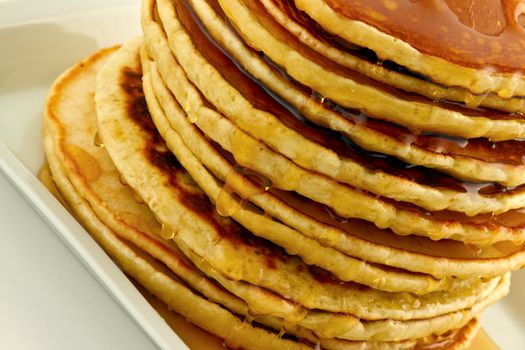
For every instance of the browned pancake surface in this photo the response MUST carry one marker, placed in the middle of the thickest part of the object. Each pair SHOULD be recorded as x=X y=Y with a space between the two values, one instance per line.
x=477 y=33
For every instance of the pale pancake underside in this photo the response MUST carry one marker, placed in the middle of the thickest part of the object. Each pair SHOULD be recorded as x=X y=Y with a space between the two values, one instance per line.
x=389 y=48
x=471 y=168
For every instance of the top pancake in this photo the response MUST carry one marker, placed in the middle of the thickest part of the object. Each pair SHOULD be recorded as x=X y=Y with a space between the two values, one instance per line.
x=454 y=44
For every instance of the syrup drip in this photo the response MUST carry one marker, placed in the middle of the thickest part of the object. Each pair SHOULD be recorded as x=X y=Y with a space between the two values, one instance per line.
x=248 y=319
x=97 y=140
x=265 y=99
x=282 y=331
x=138 y=198
x=167 y=232
x=229 y=201
x=122 y=180
x=335 y=217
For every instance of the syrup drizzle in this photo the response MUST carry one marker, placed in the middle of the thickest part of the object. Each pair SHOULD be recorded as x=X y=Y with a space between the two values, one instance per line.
x=341 y=143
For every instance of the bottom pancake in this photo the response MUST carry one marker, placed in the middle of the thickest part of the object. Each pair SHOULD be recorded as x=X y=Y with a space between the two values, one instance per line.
x=140 y=250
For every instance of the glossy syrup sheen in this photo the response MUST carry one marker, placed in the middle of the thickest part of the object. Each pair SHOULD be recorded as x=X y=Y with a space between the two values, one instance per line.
x=481 y=34
x=284 y=36
x=195 y=201
x=265 y=100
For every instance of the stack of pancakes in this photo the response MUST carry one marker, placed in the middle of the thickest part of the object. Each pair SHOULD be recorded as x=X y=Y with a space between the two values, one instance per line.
x=304 y=174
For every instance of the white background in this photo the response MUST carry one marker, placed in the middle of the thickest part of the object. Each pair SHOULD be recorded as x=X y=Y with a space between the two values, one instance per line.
x=48 y=299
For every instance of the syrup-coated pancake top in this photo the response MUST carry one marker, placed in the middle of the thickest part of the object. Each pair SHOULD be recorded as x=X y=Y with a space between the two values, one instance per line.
x=475 y=33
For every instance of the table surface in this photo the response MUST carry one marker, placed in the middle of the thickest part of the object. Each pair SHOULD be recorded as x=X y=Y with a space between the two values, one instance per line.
x=49 y=300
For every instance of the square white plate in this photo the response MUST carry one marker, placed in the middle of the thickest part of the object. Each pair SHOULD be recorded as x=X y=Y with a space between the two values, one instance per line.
x=32 y=54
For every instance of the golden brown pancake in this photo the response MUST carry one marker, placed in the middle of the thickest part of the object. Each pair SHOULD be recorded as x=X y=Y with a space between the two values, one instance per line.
x=281 y=206
x=449 y=42
x=477 y=159
x=352 y=90
x=346 y=201
x=366 y=62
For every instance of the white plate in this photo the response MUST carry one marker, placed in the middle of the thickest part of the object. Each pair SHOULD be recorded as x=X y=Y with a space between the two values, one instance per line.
x=32 y=54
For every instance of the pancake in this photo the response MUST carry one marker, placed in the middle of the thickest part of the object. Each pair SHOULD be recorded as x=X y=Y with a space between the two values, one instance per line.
x=279 y=209
x=344 y=267
x=346 y=201
x=471 y=59
x=151 y=216
x=311 y=34
x=348 y=89
x=134 y=262
x=477 y=160
x=310 y=317
x=178 y=297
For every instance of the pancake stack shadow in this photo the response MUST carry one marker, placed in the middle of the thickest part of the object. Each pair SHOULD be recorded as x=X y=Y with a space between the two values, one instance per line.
x=303 y=174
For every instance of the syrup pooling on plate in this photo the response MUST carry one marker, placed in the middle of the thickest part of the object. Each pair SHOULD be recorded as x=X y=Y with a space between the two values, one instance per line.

▶ [Problem]
Apart from the pictures, the material above has to be repeated exactly.

▶ [Response]
For every instance of the browned pancake surface in this photo the response MUST carry one marker, placed in the middle of the thickest part of the object. Each pair SHOULD be recorded as x=X y=Y with a space between the two values, one instance per line.
x=477 y=33
For every instance of the pale pancake underside in this photo the response MUST carry one marker, placed in the middle of the thickest part of the object. Each pair SHOULD be recorded as x=X y=Y with a space between the two values, one instance per line.
x=389 y=48
x=471 y=168
For every instance of the top pancake in this photo the response MUST carry one marker, placed in the middle of the thickest part of the object. Each pair SHOULD be recorded as x=X y=Y with a space between the two values, one instance per line.
x=454 y=44
For every instance of the syrup drip in this photo the response MUST carry one marker, placed in the middle of the thickest part of the object. Each pair SHOULD be recorded as x=X y=Y with a space between the two values, one instance per line.
x=248 y=319
x=97 y=140
x=265 y=99
x=282 y=331
x=138 y=198
x=167 y=232
x=229 y=201
x=122 y=180
x=335 y=217
For every instance of the syrup drizzle in this photo the response MUST carry one marker, placed in the middle of the thickest part of the object. Each pair SHOULD be recorded as x=X y=Y with a space between the two values, one instance per line.
x=341 y=143
For every instance of the bottom pancake in this photo the response MUST carry one marker, placed in the middle of the thickest part of the object. Each pair SHOULD be recorded as x=X y=Y with a space between the two values, one instance per line.
x=140 y=250
For every instance of the glossy syrup sheen in this photo the response MUST carry one marker, placed in the middle of the thickest part of the object. Each pair SHOULD be recorded as x=X y=Y with a space between the two values, one instance per line.
x=481 y=34
x=284 y=36
x=195 y=201
x=265 y=100
For every instance of the stack of pancakes in this photo the response MUST carry one marker, placed in the middle of the thickest part of the object. Each pair SHOULD be recorded as x=X y=Y with a space between the two values, one instance per line.
x=304 y=174
For every instance of the white background in this photo the response MUST carry one marker, placed in the middle of the thickest part of the object. Each pair SHOULD be recorded as x=X y=Y with a space between the two values, one instance per line.
x=48 y=299
For every instance of the syrup-coated pancake top in this photo the response MUST carry one marker, placed in the middle of the thickest part of the object. Each pair SHOULD be recorded as x=X y=Y with a space between the two values, one instance per line.
x=475 y=33
For every instance of the table surface in this photo the response MUST carry one marker, placed in the middle of the thickest part of the object. Each pair SHOULD be recorded as x=X y=Y with a space between the two values, one instance per line.
x=49 y=300
For every instance of the square white plate in this photo the response MUST carry one marker, placed in the middle of the thickest part of the object. Each pair SHOULD be recorded as x=X y=Y with a space between the two values, one instance per line.
x=32 y=54
For every instance of the golden brown pancake in this photo the response MUST carry one marker, placed in the middle of the thickest part of the object. Each pair SHOULD be recorded as x=X y=Y with a space between the two values, one instance per line.
x=281 y=206
x=449 y=42
x=477 y=159
x=352 y=90
x=346 y=201
x=366 y=62
For every instance of the white plate in this photo the response MUST carry one marker, placed in the middle of the thickest part of the object. Each pair SHOULD be recorded as x=X y=Y with a space between the two values, one instance per line.
x=32 y=54
For every instance of the pancake in this photo the response MUST carry one marker, placed in the middle of the thickest part of the object. Each pair SHOULD be recorded as x=X y=Y with a space between the two values, one instance per line.
x=279 y=209
x=344 y=267
x=346 y=201
x=471 y=59
x=151 y=216
x=311 y=34
x=348 y=89
x=134 y=262
x=477 y=160
x=310 y=317
x=178 y=297
For every instance of the pancake stack shadow in this photo the response MUST carry one marker, placed in the middle of the thickest part of the object. Each pair SHOULD be recorded as x=X y=Y with a space between the two values, one instance per line.
x=303 y=174
For every instance of the syrup pooling on plate in this photo the response MUST carry one marker, placed in the middle of the thickest part of the object. Each pair SHOULD be recorded as x=X y=Y with a space between the two values, one instance per line.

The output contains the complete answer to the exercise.